__Aim of the task__. Continue the guide on Energon error handling, starting right after its last line.

__Text to read__.

Error Handling

Energon provides configurable error handling to gracefully manage exceptions during data loading and processing. By default, errors in task encoder code are logged and the sample is skipped, allowing training to continue. Some system exceptions (clearly programming errors) always cause immediate failure.

By default, if more than 100 samples in a row raise an error, processing will also fail. This is configurable for the TaskEncoder user-functions by setting the @stateless(failure_tolerance=100) parameter.

Error Handler Configuration

Error handlers are configured via WorkerConfig:

from megatron.energon import WorkerConfig, log_exception, reraise_exception

worker_config = WorkerConfig(
    rank=0,
    world_size=1,
    num_workers=4,
    global_error_handler=log_exception,  # Default: logs and skips failed samples
    restore_error_handler=reraise_exception,  # Default: fails fast on restore
)

global_error_handler: Handles exceptions during normal iteration (training/validation). Default is log_exception which logs details and skips the sample.

restore_error_handler: Handles exceptions during checkpoint restoration. Default is reraise_exception which fails fast to ensure checkpoint integrity.

System Exceptions

Programming errors and critical system issues always cause immediate failure and are never handled by error handlers: SystemError, SyntaxError, ImportError, StopIteration, StopAsyncIteration, MemoryError, RecursionError, ReferenceError, NameError, UnboundLocalError, and FatalSampleError. FatalSampleError is raised automatically when consecutive failure tolerance is exceeded or when a system exception occurs during sample processing.

Built-in Error Handlers

`log_exception`

Logs detailed error information and continues:

Exception traceback
Source information (dataset path, shard, index)
Sample details in readable format

from megatron.energon import log_exception

worker_config = WorkerConfig(
    rank=0,
    world_size=1,
    num_workers=4,
    global_error_handler=log_exception,
)

`reraise_exception`

Immediately reraises the exception to halt iteration:

from megatron.energon import reraise_exception

worker_config = WorkerConfig(
    rank=0,
    world_size=1,
    num_workers=4,
    global_error_handler=reraise_exception,  # Fail on any error
)

Custom Error Handlers

Implement custom error handlers with this signature:

def my_error_handler(
    exception: Exception,
    sample: Any,
    sources: list[SourceInfo] | None
) -> None:
    # Log to your monitoring system
    log_to_monitoring(exception, sample)

__Records provided__.
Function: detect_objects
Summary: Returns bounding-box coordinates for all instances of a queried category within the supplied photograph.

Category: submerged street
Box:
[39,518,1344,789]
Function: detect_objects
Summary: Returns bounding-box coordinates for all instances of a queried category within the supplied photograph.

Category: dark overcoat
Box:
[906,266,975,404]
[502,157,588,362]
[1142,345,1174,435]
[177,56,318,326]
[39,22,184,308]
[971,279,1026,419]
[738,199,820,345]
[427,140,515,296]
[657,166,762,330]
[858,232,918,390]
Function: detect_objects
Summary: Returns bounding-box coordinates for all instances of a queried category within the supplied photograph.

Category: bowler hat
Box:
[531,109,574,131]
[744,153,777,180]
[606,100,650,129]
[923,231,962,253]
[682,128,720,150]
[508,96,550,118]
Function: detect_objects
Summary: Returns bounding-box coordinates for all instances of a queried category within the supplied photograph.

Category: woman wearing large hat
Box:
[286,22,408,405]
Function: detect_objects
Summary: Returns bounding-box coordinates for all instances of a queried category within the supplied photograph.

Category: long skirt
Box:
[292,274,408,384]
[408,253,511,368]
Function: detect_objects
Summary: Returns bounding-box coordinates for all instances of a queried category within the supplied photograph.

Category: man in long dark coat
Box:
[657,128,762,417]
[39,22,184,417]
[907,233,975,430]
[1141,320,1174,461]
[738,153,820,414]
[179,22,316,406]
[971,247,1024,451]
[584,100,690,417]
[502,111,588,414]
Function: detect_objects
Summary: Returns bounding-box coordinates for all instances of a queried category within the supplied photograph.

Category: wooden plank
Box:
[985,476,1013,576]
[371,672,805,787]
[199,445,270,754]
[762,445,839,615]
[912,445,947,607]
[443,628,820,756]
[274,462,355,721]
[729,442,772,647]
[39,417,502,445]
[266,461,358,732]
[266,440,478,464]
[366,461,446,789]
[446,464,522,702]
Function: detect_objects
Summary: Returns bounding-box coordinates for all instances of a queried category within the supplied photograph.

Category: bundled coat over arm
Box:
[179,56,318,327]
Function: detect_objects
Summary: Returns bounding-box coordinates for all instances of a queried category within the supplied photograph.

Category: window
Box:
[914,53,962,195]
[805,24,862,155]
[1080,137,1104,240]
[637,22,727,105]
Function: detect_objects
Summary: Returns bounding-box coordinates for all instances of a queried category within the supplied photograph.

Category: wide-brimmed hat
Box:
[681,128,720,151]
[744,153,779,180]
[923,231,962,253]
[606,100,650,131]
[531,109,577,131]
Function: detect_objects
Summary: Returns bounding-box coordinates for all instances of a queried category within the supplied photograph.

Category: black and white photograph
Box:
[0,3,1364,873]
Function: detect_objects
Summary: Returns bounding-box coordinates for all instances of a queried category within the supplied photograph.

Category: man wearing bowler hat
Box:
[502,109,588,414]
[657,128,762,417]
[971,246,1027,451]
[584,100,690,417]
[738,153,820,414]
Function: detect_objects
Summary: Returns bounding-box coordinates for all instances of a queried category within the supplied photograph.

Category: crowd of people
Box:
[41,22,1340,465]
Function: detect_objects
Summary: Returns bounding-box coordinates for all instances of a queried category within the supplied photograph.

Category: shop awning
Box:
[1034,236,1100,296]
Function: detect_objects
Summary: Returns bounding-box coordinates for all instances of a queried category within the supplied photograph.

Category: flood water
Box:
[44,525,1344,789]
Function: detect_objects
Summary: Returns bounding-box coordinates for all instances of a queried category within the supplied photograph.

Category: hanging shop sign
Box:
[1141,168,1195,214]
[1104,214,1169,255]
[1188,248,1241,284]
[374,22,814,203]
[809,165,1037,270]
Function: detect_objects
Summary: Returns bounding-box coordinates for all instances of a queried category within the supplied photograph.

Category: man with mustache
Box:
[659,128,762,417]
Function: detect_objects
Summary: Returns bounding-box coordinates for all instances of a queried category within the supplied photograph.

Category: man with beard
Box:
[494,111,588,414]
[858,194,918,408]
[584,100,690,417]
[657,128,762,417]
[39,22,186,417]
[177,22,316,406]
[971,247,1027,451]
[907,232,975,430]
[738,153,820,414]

__Reply to the exercise__.
    # Optionally reraise for critical errors
    if isinstance(exception, CriticalError):
        raise exception

worker_config = WorkerConfig(
    rank=0,
    world_size=1,
    num_workers=4,
    global_error_handler=my_error_handler,
)

Failure Tolerance for Task Encoder Functions

By default, if more than 100 samples in a row raise an error, processing will fail with a FatalSampleError.

For TaskEncoder methods, configure this via the @stateless decorator:

from megatron.energon import DefaultTaskEncoder, stateless

class MyTaskEncoder(DefaultTaskEncoder):
    @stateless(failure_tolerance=50)
    def encode_sample(self, sample):
        # Process sample - tolerates up to 50 consecutive failures
        if sample.is_corrupted():
            raise ValueError("Corrupted sample")
        return sample
    
    @stateless(restore_seeds=True, failure_tolerance=200)
    def pack_selected_samples(self, samples):
        # Packing with higher tolerance and deterministic randomness
        return pack_samples(samples)

Set failure_tolerance=0 to disable tolerance checking for a specific function.

Note

Tolerance limits count consecutive failures. A single successful sample resets the counter.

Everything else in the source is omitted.